§ **Excerpt to read**

(begin)

PalAss2011

Welcome!

You've arrived at the landing page for my Palaeontology Association 55th annual meeting poster electronic supplementary materials.

Table of contents (click to go to the relevant section):

If you haven't seen the poster, it's embedded below:
I composed it in LibreOffice on the Ubuntu operating system (both of which are free, Open Source software), 
you can find the .ppt file here on Figshare     [PS props for R too, which I used to create figure 5]






What is this webpage about? Why do I have an electronic supplementary materials for a hard-copy poster?

Earlier on in the year, I co-wrote an Open Letter, ambitiously addressed to 'all of palaeontology', to highlight an unfortunate difficulty with many scholarly communications. If you missed it the first time around, then you can read a summary in Nature here
The problem is much of the data, and code used to analyse and summarise research is rarely conveyed in immediately useful, digital formats with scholarly communications (e.g. outlined in this talk). Indeed as I discovered at the Open Knowledge Conference in Berlin later this year - this is a problem we share with many other areas of academia (it's certainly not just palaeontology!), Guo Xu in particular expressed how difficult it was to extract and re-analyse data from economic research papers, for instance.


So, I thought I'd try out for myself to see how easy it is to make the underlying data & code behind a research publication (in this case, just a poster) available in readily re-usable digital formats. I can't say it took no time at all, and perhaps I haven't released everything in the most Open way possible (feel free to point out my shortcomings if you so wish), but I feel this is certainly a step in the right direction. At the very least, I hope these bits of code and data will help as instructive teaching examples.

(end)

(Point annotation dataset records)

(begin)

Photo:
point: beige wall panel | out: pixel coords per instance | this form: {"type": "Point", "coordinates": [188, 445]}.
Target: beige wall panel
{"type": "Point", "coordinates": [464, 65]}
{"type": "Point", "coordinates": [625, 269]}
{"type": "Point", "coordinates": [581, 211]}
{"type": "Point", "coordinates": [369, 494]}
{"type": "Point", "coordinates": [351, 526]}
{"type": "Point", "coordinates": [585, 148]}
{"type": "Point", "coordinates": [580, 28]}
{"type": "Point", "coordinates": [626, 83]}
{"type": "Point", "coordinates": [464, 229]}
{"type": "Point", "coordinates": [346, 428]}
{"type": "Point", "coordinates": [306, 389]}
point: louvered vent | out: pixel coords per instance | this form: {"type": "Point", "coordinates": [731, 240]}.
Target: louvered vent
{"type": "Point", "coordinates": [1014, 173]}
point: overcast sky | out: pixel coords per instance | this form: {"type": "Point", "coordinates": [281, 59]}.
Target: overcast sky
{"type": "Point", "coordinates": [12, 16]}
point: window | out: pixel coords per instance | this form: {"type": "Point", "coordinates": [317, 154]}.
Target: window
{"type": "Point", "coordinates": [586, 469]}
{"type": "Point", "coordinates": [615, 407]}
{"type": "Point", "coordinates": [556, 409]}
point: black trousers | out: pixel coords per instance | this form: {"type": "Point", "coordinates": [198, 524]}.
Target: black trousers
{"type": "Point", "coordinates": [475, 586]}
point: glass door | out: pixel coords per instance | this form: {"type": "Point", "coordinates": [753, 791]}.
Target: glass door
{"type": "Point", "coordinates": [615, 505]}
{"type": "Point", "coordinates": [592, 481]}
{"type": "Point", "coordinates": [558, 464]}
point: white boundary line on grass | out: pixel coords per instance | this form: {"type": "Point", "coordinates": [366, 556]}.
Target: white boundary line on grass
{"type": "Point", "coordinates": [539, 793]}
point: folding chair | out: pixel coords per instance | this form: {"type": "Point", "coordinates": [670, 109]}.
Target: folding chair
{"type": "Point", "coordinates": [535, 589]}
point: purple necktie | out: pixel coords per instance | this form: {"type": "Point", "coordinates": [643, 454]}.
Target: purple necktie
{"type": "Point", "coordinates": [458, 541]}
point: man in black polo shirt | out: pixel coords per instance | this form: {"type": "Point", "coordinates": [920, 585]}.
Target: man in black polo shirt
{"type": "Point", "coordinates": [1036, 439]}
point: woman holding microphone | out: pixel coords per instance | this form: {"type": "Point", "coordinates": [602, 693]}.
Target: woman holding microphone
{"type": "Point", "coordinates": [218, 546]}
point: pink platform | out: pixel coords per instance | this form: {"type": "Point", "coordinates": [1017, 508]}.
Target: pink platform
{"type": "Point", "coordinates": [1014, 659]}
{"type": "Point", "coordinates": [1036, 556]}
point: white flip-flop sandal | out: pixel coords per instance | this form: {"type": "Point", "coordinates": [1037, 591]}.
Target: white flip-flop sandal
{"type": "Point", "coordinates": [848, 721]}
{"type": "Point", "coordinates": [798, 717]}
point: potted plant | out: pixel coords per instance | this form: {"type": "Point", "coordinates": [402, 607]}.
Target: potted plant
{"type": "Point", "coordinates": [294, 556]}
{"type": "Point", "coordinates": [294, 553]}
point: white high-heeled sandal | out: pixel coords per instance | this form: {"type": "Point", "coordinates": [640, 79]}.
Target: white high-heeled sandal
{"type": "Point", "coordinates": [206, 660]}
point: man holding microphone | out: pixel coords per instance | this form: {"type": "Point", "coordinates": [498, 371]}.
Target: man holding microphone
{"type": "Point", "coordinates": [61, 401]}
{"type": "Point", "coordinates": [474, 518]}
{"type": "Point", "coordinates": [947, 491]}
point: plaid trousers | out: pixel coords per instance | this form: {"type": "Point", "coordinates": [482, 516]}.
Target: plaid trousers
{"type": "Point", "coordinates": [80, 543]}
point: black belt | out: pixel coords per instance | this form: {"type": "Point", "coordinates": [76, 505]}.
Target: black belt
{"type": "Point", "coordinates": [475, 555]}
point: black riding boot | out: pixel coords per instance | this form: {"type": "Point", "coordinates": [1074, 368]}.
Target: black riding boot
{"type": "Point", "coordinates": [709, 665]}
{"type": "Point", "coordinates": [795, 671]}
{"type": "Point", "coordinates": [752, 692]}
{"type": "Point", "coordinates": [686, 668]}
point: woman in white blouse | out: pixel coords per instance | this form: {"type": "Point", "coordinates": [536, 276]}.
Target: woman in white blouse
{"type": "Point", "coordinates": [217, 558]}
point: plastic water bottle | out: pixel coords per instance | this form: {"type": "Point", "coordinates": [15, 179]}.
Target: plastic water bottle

(end)

§ **Objective 1**
According to the poster supplement page, in what software was the poster composed?
§ **Objective 2**
Sum up the poster supplement page in two sentences.
§ **Objective 3**
Continue the poster supplement page from the point where it stops.

§ **Final result 1**
LibreOffice, on the Ubuntu operating system.

§ **Final result 2**
The page hosts the electronic supplementary materials for a poster at the Palaeontology Association 55th annual meeting; the poster was composed in LibreOffice on Ubuntu, and its .ppt file is on Figshare. After co-writing an Open Letter about how rarely research data and code are shared in useful digital formats, a problem that extends beyond palaeontology, the writer tried making the poster's underlying data and code available in readily reusable formats.

§ **Final result 3**
Props too, to Mike Taylor (an example here), Rob Asher (an example here) and others, for providing some shining real examples of how to provide rich, re-usable digital data along with research publications.


As an example of good practice, I've archived the data I analysed AND the commands I used with which to analyse the data behind (figure 5 of my poster) over at Figshare. As these analyses are pre-publication, I think Figshare is probably the best place for them. But if this were a research paper, one may prefer Dryad, MorphoBank, TreeBASE or any other subject relevant data repository. Self-hosting data files on one's own personal website or departmental page is better than nothing, but likewise I wouldn't really recommend it, such sites have questionable permanence. Data repositories however will hopefully provide your data with more permanent URLs.

I'm not going to go over everything. It's up to you which heuristic search methods to use, but the key commands to use, to perform a good ILD test in PAUP* are:

1.) exclude uninf;
Uninformative characters bias measurements of length difference. Therefore these must first be excluded from the analysis.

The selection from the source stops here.